- _Texto fornecido_
<<<<
Não serão os políticos, administradores, engenheiros, advogados, comerciantes e industriais, mas sim profissionais da medicina. Entretanto, não serão todos que terão competência para a tarefa. Parte dos pediatras, obstetras e ginecologistas em excesso serão descartáveis (já está acontecendo).
Geriatras e Clínicos Gerais especializados em VIPPES terão a vez neste século. Não há nada que possa mudar essa previsão. Evidentemente que os demais especialistas manterão a sua importância como até agora. Apenas não terão evolução na quantidade de pacientes porque estamos quase no auge do pico populacional e se não houver direcionamento curricular adequado, sobrarão profissionais especializados em áreas não ligadas ao grupo etário dos VIPPES nos próximos anos.
O assunto não é novo e vem sendo discutido desde a segunda metade do século passado. Para referência, a SBGG – Sociedade Brasileira de Geriatria e Gerontologia foi fundada em 16 de maio de 1961 na cidade do Rio de Janeiro que na época ainda era o maior centro cultural do País. Nessa década aconteceu o I Congresso Nacional de Geriatria e Gerontologia, entre 28 a 31 de maio de 1969 e neste mesmo ano o Dr. Frederico Alberto de Azevedo Gomes foi o primeiro a receber o Título de Especialista (pela SBGG), em 1º de outubro de 1969.
A falta de apoio não permitiu que houvesse um desenvolvimento da SBGG da forma como os primeiros organizadores desejaram e assim alguns de seus objetivos não foram alcançados.
>>>>
- _Material extraído_
<<<<
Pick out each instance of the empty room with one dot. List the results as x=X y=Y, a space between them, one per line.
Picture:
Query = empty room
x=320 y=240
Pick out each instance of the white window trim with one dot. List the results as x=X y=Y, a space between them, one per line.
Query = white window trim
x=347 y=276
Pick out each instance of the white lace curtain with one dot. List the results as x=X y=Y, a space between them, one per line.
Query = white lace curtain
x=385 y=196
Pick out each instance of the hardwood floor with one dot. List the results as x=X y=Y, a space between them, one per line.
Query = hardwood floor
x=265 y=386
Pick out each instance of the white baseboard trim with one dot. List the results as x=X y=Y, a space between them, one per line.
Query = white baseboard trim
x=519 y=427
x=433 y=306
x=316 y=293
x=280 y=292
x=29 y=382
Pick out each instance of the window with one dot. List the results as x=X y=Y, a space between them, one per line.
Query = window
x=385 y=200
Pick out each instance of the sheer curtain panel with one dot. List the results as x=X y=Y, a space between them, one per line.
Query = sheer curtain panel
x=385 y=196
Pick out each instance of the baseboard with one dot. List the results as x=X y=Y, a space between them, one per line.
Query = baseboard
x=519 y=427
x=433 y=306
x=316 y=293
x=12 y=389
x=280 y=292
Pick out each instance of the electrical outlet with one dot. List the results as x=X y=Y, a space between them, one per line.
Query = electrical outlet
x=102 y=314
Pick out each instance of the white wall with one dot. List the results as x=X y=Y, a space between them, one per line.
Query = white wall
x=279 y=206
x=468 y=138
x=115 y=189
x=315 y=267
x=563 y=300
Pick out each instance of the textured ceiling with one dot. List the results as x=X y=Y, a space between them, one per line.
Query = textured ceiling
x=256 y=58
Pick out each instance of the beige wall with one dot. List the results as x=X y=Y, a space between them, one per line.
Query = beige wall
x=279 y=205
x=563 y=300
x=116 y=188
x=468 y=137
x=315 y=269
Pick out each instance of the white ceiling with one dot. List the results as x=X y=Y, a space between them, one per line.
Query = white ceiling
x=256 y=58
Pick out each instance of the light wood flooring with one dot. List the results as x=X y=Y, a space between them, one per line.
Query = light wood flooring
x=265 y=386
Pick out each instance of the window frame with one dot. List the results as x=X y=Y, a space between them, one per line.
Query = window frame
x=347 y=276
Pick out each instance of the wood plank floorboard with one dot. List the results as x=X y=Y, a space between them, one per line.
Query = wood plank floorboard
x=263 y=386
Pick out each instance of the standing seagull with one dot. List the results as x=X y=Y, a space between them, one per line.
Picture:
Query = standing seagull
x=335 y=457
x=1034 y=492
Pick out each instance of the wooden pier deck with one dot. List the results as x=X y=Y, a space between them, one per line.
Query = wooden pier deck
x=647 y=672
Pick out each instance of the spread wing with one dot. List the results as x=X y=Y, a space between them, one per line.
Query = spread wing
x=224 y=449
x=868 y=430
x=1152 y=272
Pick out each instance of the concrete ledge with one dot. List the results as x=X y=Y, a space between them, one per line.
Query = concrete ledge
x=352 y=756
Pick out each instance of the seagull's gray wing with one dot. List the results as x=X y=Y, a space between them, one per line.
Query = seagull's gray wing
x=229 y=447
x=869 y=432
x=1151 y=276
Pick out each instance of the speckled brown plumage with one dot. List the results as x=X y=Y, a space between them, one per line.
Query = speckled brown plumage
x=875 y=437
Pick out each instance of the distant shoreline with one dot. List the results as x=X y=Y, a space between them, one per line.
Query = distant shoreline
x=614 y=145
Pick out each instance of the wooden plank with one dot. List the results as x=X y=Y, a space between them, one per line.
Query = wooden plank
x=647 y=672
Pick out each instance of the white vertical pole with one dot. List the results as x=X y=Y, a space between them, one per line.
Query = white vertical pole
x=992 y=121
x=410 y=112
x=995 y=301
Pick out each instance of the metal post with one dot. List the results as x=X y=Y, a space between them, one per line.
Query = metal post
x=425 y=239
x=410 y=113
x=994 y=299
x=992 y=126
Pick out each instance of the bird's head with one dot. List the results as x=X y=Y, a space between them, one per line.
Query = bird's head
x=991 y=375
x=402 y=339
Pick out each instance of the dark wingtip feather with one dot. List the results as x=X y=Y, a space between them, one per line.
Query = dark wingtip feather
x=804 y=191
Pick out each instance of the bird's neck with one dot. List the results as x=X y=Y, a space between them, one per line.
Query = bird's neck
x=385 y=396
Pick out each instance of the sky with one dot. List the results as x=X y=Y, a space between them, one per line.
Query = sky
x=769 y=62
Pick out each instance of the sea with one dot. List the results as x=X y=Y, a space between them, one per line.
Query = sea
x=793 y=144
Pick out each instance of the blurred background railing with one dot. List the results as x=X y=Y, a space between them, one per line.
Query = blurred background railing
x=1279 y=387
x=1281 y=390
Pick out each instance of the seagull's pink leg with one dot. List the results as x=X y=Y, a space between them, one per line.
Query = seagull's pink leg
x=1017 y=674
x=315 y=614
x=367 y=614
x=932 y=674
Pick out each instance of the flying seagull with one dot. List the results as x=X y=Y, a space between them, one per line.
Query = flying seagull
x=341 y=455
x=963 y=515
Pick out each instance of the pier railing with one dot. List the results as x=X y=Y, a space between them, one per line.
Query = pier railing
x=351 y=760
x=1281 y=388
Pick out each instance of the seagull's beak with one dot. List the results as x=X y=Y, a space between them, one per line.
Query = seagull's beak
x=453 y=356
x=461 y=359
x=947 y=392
>>>>
- _Descrição da tarefa_
Dê continuidade ao texto sobre a geriatria e a Sociedade Brasileira de Geriatria e Gerontologia, começando logo após a última frase dele.

- _Resultado da tarefa_
Um dos pontos mais importantes para o País é a mudança dos currículos educacionais que formam os profissionais de saúde no Brasil e especialmente os médicos. Até agora nada mudou.
Há excelentes trabalhos sobre a discrepância das competências necessárias para o atendimento dos VIPPES e a realidade da formação médica. Podemos destacar um deles: “Novas competências profissionais em saúde e o envelhecimento populacional brasileiro: integralidade, interdisciplinaridade e intersetorialidade” das autoras Luciana Branco da Motta e Adriana Cavalcanti de Aguiar.
Transcrevemos o resumo do trabalho apresentado pelas autoras em junho de 2005 e aprovado em julho de 2006.
“Resumo Este trabalho discute as características da formação médica frente ao processo de envelhecimento e as especificidades da atenção à saúde do idoso, de forma a sistematizar as competências necessárias para profissionais de saúde. A premissa é que existe uma distância marcante entre, por um lado, conteúdos necessários à boa prática geriátrica e diretrizes das políticas de saúde e educação e, por outro lado, o currículo atual da graduação e da pós-graduação. A transição epidemiológica e demográfica coloca a Geriatria e Gerontologia como uma especialidade com mercado em expansão, tanto no setor público como privado, implicando a discussão da normatização da formação e distribuição de RH na saúde. Porém, a pouca valorização da presença de seus conteúdos nos currículos não reflete apenas uma questão pedagógica. Ao que tudo indica, apesar da legislação existente, ainda não está clara a importância destes conteúdos para a sociedade. A inclusão do processo de envelhecimento como curso de vida e em todos os seus aspectos nos currículos de graduação é uma prioridade. É também necessário ampliar a discussão sobre o papel da pós-graduação, da educação permanente e da educação continuada a fim de fazer frente ao desafio de envelhecer com qualidade”.
Muito se fala no Brasil sobre os problemas de educação e a ausência de políticas desenvolvimentistas e atualizadas.
No caso em pauta é imperioso mudar a situação porque as projeções estatísticas da substituição etária tornarão o País inviável nas questões de saúde se não houver pessoal preparado no conhecimento profundo dos VIPPES.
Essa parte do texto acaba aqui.